• **Exercise**:
Copy the records below exactly as they are written.
## begin Data records
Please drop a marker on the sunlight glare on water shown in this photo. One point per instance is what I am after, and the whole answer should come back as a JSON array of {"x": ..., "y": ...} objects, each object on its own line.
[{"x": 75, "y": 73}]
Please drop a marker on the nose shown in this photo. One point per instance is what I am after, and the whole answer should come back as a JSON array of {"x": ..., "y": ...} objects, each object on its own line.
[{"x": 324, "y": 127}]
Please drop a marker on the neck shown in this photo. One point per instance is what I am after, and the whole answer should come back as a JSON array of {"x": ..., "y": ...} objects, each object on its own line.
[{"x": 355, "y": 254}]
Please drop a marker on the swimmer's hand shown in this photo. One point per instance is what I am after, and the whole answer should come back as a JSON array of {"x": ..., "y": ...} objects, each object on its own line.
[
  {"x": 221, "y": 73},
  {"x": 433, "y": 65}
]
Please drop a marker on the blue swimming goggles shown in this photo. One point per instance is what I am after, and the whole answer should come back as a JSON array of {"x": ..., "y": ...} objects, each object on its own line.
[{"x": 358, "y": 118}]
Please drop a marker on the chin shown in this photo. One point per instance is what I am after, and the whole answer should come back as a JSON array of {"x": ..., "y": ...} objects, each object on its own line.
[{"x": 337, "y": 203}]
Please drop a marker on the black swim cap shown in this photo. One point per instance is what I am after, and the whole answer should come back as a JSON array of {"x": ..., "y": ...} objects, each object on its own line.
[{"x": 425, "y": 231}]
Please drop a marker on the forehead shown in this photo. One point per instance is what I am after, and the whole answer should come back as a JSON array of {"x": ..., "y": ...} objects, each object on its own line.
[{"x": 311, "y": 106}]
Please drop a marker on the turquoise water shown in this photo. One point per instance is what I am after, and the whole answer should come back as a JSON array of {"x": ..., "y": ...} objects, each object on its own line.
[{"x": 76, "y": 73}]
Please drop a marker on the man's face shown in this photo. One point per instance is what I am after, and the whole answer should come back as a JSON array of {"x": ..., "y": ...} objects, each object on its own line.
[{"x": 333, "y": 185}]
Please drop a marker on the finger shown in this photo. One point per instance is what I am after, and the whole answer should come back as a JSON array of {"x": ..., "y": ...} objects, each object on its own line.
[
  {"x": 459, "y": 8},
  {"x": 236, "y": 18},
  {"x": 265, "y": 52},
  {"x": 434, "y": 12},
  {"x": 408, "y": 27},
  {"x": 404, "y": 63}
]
## end Data records
• **Answer**:
Please drop a marker on the sunlight glare on water shown in this photo. One point per instance is what I am after, and the whole answer should come back as a JSON array of {"x": ..., "y": ...} objects, each object on its own line.
[{"x": 75, "y": 73}]
Please drop a marker on the nose shown in this photo. One point per instance is what I am after, and the whole answer should come back as a JSON array of {"x": ..., "y": ...} objects, each object on its own line.
[{"x": 324, "y": 127}]
Please drop a marker on the neck shown in this photo. One point per instance is what I am after, and the whole answer should come back as a JSON array of {"x": ..., "y": ...} objects, each object on its own line.
[{"x": 355, "y": 254}]
Please drop a marker on the swimmer's hand shown in this photo. One point per instance is what I am after, and the whole answer should come back as a JSON array of {"x": ..., "y": ...} objects, each object on its own line.
[
  {"x": 221, "y": 73},
  {"x": 433, "y": 65}
]
Please drop a marker on the blue swimming goggles shown in this photo. One point per instance is what I am after, and the whole answer should come back as a JSON array of {"x": ..., "y": ...} objects, each object on its own line.
[{"x": 358, "y": 118}]
Please drop a marker on the chin shown in this photo. One point per instance is what I am after, and the whole answer should come back as a JSON array of {"x": ..., "y": ...} objects, each object on its own line.
[{"x": 337, "y": 203}]
Please drop a marker on the black swim cap shown in this photo. One point per instance is what I am after, and the whole answer should come back as a JSON array of {"x": ..., "y": ...} objects, each object on its own line.
[{"x": 425, "y": 231}]
Please drop a marker on the forehead shown in this photo. One point per instance is what I am after, and the whole answer should come back as a JSON array of {"x": ..., "y": ...} objects, each object on its own line.
[{"x": 311, "y": 106}]
Please drop a marker on the turquoise water shown in this photo. One point per instance is what I am after, and the whole answer should come back as a JSON array of {"x": ..., "y": ...} objects, each object on its own line.
[{"x": 76, "y": 73}]
Please drop a marker on the man's face shown in this photo. One point per instance is what I am after, and the whole answer should come back as a JSON array of {"x": ..., "y": ...} objects, each object on its own line.
[{"x": 333, "y": 185}]
Please drop a marker on the finger shown in this photo. One point per instance is what I am after, and the whole answer should come back as a JSON array of {"x": ..., "y": ...} objects, each object on its own line.
[
  {"x": 459, "y": 8},
  {"x": 236, "y": 18},
  {"x": 265, "y": 52},
  {"x": 434, "y": 12},
  {"x": 408, "y": 27},
  {"x": 404, "y": 63}
]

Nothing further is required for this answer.